### Selected extract:
Now she’s into the Round of 16 at the US Open for the third straight year, this time without dropping a single set. It’s safe to say the tinkering she committed at the beginning of the year is paying dividends at the end.
“I feel like we've found a good groove where I know how to communicate with [Knowles and Merklein], they know how to communicate with me,” Pegula said after her second-round win over Sofia Kenin. “I love hearing different voices and having different personalities to work with. I think it makes it more exciting and a little less mundane.”
The road, of course, doesn’t get any easier. Pegula next faces red-hot Diana Shnaider for a spot in the quarterfinals. Although Pegula got the better of the former North Carolina State standout in Toronto, the big-hitting 20-year-old has been ruthless so far this fortnight, dropping just 13 total games en route to her best-ever showing at a major.
Should Pegula pass that test, she could next meet world No. 1 Iga Swiatek, who has dismissed the American at the quarterfinal stage from a Grand Slam twice—at the French Open and the US Open in 2022.
Part of the reason Pegula likely wanted to “take some chances” with her coaching situation earlier in the year was precisely for this moment: To advance past the quarterfinals of a major for the first time and score big wins on the biggest stage in the sport.

### Problem requirements:
List every person named in the passage about Pegula. The entries that follow have no connection to the passage about Pegula.

### Records supplied:

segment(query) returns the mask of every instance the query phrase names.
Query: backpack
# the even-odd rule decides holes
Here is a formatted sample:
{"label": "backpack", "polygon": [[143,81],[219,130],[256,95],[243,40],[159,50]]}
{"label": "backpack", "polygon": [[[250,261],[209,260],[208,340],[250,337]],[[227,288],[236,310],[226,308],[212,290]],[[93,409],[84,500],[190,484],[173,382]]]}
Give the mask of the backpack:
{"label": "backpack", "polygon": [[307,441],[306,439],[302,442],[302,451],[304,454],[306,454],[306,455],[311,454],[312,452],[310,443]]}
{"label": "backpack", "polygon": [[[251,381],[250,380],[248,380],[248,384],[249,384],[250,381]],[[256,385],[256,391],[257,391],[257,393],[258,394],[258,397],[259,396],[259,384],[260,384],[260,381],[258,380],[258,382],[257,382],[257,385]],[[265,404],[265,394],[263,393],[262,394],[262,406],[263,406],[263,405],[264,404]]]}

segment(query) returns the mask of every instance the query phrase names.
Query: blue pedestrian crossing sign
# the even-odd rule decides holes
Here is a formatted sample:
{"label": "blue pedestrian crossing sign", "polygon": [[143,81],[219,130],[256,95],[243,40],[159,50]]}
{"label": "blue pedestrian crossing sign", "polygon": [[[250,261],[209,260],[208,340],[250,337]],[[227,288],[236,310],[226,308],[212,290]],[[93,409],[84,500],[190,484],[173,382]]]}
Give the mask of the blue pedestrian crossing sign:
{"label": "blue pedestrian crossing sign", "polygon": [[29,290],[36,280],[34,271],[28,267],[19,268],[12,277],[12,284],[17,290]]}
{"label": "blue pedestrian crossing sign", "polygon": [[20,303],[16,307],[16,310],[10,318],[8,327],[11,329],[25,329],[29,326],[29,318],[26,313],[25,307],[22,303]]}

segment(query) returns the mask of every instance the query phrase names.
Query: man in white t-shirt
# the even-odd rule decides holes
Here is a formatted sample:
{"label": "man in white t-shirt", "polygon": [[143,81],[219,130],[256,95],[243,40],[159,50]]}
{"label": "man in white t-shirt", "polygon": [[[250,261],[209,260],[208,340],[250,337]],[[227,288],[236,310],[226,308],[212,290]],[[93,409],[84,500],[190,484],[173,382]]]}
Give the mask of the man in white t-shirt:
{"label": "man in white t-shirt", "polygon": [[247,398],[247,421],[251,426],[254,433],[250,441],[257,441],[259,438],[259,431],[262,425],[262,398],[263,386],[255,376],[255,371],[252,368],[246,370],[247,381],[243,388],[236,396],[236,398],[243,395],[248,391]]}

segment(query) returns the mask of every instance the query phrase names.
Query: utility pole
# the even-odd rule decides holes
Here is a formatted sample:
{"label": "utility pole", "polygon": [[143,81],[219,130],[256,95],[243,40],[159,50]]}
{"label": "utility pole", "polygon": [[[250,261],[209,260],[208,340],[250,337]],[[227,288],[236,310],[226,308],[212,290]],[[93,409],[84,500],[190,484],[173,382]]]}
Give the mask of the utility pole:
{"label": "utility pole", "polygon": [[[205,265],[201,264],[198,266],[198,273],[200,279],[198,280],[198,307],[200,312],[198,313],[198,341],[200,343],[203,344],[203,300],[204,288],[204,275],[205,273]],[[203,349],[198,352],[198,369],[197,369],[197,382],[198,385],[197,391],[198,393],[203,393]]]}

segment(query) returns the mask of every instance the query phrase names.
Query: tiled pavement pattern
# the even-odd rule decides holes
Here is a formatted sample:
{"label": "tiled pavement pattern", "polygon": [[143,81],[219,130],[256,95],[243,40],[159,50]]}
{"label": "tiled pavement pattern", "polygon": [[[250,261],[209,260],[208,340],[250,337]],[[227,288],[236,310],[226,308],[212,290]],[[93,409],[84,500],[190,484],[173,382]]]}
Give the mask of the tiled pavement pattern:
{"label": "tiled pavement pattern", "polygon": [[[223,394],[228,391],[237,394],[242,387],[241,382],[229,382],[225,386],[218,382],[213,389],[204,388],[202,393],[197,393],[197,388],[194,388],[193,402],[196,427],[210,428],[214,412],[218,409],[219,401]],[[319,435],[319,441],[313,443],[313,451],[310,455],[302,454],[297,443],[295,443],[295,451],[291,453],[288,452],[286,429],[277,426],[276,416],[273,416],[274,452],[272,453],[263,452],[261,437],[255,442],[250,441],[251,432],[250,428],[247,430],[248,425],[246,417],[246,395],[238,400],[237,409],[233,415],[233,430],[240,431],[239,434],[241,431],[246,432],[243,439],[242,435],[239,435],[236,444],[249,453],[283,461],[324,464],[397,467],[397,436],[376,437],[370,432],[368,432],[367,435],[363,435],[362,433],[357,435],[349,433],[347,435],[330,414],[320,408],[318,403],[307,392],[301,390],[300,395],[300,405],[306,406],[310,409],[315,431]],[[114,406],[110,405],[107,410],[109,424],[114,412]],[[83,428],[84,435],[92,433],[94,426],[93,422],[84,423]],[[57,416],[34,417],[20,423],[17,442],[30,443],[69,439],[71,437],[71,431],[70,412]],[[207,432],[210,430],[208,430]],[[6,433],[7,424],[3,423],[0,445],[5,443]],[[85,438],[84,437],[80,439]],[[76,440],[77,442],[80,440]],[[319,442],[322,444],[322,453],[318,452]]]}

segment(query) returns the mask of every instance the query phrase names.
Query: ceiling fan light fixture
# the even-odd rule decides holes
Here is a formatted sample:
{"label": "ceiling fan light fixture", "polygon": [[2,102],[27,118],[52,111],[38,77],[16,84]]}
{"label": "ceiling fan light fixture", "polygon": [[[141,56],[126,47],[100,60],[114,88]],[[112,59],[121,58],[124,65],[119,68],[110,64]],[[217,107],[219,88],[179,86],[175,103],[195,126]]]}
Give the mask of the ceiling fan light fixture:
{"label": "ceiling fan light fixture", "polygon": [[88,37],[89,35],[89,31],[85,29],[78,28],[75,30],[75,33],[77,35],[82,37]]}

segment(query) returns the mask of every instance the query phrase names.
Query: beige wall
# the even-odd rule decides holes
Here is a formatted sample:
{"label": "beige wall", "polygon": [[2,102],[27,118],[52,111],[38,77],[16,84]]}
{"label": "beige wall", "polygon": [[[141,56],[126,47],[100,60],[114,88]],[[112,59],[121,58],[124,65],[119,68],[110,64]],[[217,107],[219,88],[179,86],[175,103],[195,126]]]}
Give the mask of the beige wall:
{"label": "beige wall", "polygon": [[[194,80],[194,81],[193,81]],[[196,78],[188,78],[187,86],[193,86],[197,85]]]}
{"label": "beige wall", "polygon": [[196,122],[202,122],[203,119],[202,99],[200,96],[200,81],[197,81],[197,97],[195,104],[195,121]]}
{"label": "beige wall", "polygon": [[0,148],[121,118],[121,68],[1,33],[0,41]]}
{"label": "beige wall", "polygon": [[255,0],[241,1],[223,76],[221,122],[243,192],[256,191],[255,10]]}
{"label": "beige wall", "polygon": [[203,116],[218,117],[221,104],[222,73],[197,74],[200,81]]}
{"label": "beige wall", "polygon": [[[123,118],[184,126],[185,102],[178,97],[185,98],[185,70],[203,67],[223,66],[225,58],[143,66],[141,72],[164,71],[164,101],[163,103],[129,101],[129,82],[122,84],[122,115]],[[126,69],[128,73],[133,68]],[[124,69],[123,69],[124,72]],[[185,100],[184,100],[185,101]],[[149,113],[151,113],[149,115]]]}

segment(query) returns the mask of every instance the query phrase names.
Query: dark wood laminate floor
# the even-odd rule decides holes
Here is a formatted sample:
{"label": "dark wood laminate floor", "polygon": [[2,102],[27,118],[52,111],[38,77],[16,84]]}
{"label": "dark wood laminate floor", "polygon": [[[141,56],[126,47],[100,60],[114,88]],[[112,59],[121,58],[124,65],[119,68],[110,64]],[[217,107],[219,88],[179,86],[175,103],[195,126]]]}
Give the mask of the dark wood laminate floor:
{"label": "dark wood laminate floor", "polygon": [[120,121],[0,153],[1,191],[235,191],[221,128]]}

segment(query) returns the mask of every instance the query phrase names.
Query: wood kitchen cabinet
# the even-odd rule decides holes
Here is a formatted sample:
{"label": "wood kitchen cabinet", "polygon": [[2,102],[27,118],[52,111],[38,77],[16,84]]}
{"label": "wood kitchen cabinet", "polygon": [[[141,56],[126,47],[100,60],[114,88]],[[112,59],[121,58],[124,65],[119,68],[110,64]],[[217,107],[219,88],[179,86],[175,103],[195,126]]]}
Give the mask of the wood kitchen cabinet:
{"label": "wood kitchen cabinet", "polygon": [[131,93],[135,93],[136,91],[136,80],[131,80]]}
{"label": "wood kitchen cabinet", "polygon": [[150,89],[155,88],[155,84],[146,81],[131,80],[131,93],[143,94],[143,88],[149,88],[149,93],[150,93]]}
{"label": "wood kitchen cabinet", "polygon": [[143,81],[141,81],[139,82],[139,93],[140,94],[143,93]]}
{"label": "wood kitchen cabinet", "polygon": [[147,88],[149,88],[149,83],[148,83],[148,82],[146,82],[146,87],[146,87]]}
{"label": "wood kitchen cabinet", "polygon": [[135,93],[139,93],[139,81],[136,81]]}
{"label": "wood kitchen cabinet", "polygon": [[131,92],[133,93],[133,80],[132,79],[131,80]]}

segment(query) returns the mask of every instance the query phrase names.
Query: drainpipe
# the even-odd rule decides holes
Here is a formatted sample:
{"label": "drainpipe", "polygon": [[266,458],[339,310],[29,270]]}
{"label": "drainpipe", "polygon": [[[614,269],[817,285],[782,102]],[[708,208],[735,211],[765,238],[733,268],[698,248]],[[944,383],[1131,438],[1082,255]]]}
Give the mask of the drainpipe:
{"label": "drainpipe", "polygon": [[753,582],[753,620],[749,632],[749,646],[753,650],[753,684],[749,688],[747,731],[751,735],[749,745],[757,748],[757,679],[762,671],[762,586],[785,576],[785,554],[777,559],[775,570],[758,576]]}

### Correct output:
Pegula, Knowles, Merklein, Sofia Kenin, Diana Shnaider, Iga Swiatek